• **PROBLEM SET**:
**A.** In the passage about Herbert, who offered him a job as a captain in intelligence?
**B.** Transcribe everything in the passage about Herbert from "Impatient with the" down to "with the Turks.".

• **SOURCE EXTRACT**:
• • •
In October 1915, on sick leave in England, Herbert carried with him a memorandum, stating in part: "They [Foreign Office] trust Egypt with the running of the Arabian Question...",[22] from the Cairo Intelligence Department from Colonel Clayton to the Foreign Office explaining the situation in the Middle East. In November, the memorandum, at first favourably received, became obsolete after the visit of François Georges-Picot and his subsequent negotiations with Mark Sykes. It would appear that the Arab Bureau continued working along the lines of the memorandum,[23] which led to contrary promises ensuing accusations of bad faith.[24]

In November 1915, Herbert was in Paris and Rome on a secret mission related to Albania. Following the plan to evacuate Anzac Cove beginning the following month, he volunteered to return to ANZAC to stay with the rear guard, convinced that his knowledge of language and his network of acquaintances would greatly benefit that body if captured. The 20 December successful evacuation of ANZAC and Suvla Bay and the good prospects for Cape Helles countered his proposal.[citation needed]


Impatient with the Foreign Office indecision over Albania, at the start of 1916, Herbert went prospecting for new opportunities. Admiral Sir Rosslyn Wemyss proposed a job for him as a captain in intelligence. When in February the War Office cleared him from involvement in Albania, he took up the offer and found himself in charge of Naval intelligence in Mesopotamia (now Iraq) and the Gulf. Following the critical situation of British troops at Kut-al-Amara, the War Office was instructed to offer Herbert's services to General Townshend to negotiate terms with the Turks.
• • •
• **SUPPLIED ENTRIES**:
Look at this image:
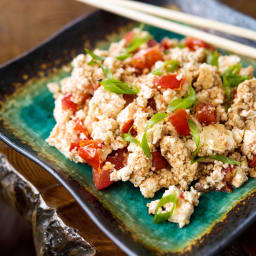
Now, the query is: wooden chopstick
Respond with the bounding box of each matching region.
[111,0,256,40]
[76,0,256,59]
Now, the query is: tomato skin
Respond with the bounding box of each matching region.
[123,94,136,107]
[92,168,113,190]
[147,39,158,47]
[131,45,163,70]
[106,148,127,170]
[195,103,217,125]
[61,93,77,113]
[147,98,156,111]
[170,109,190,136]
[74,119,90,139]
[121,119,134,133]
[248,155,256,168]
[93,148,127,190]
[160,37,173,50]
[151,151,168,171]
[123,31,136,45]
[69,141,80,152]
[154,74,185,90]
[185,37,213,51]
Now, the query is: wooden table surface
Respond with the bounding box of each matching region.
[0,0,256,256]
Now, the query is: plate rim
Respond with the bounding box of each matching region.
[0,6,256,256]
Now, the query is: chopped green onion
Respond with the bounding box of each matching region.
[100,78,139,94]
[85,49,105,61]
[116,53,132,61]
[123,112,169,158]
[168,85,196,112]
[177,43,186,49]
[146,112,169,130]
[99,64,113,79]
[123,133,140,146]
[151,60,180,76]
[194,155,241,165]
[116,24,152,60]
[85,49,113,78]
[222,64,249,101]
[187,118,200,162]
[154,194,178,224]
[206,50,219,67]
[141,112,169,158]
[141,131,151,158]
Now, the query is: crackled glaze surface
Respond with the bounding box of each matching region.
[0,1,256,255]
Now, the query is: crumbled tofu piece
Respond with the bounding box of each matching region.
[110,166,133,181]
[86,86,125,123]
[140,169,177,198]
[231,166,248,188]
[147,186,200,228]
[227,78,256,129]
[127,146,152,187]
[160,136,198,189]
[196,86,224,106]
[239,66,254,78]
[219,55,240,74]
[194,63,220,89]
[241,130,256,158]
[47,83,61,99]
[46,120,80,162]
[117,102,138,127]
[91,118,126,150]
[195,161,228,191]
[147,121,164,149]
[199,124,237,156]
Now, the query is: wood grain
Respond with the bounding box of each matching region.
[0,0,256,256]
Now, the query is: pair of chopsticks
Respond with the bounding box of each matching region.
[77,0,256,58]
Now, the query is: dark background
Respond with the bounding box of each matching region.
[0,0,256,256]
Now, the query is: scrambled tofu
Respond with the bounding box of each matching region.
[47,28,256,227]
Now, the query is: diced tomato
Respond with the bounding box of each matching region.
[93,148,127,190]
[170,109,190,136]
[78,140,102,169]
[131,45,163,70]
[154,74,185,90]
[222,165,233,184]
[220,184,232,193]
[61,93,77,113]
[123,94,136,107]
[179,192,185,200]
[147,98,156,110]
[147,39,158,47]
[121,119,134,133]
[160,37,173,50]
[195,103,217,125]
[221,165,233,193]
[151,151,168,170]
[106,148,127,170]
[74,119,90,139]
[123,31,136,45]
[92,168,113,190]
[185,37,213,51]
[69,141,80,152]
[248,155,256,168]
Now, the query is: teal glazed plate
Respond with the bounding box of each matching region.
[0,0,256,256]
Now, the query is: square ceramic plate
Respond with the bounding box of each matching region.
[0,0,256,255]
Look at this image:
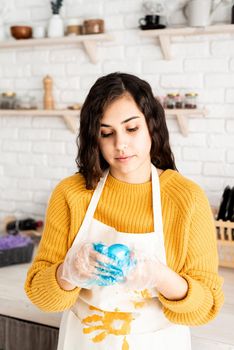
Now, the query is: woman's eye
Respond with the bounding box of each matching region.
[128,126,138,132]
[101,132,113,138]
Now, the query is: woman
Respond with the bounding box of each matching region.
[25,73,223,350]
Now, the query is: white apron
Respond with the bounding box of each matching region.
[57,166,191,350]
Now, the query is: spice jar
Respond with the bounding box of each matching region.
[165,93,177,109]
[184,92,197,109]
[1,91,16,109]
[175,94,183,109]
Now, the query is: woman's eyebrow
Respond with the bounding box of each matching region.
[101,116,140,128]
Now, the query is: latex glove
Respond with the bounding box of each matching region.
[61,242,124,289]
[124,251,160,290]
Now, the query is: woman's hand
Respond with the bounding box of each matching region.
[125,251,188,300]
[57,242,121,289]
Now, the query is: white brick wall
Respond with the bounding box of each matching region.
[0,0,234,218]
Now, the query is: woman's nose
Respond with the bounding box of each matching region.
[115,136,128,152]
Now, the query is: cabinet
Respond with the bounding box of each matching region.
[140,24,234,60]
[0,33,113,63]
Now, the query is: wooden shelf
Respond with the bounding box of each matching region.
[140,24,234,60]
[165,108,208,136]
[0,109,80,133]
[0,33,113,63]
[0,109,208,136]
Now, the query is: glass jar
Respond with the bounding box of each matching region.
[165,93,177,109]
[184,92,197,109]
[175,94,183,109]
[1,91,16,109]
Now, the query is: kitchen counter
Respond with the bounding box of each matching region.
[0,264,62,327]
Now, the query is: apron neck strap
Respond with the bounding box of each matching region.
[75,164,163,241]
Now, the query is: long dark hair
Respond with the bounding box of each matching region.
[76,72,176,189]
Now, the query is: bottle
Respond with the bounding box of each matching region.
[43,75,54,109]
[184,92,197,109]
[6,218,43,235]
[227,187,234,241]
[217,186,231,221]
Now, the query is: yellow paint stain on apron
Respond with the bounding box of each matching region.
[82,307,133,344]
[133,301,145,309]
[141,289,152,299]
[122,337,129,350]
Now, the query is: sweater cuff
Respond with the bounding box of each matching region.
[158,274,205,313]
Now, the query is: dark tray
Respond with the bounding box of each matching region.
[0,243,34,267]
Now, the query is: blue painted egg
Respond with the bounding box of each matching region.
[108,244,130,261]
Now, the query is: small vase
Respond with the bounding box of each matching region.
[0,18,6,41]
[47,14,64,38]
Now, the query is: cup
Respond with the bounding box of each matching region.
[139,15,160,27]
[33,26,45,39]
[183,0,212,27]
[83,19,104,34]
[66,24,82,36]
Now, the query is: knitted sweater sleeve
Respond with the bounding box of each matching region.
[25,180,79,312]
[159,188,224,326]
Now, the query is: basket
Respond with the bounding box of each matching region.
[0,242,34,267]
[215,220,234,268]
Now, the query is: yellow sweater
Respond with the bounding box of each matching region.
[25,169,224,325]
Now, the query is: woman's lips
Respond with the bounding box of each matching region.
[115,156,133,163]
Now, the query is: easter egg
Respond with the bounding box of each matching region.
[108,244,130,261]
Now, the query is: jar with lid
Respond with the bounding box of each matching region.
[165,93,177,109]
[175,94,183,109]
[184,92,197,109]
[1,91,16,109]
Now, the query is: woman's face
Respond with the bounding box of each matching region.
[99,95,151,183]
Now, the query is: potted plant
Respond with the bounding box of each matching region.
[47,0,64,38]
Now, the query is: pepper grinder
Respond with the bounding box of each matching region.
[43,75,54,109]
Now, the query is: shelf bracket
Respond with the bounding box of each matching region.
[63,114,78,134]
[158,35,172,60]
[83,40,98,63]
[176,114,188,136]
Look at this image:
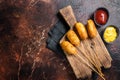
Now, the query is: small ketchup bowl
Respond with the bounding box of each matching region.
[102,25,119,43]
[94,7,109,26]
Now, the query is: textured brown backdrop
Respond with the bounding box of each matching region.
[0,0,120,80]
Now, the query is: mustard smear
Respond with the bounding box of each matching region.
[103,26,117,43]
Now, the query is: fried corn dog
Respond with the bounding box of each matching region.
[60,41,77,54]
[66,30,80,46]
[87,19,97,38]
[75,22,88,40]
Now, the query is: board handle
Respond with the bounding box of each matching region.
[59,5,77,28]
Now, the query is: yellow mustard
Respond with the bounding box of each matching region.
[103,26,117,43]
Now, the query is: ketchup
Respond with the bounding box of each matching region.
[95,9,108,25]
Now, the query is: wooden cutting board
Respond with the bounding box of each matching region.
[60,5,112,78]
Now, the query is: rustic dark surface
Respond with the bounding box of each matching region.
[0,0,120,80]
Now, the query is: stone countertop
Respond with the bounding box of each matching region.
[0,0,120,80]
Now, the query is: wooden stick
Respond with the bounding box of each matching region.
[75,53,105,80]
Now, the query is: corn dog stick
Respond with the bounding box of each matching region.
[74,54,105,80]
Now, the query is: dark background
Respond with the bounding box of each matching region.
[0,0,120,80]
• • •
• **ANSWER SET**:
**A.** Admiral Sir Rosslyn Wemyss

**B.**
Impatient with the Foreign Office indecision over Albania, at the start of 1916, Herbert went prospecting for new opportunities. Admiral Sir Rosslyn Wemyss proposed a job for him as a captain in intelligence. When in February the War Office cleared him from involvement in Albania, he took up the offer and found himself in charge of Naval intelligence in Mesopotamia (now Iraq) and the Gulf. Following the critical situation of British troops at Kut-al-Amara, the War Office was instructed to offer Herbert's services to General Townshend to negotiate terms with the Turks.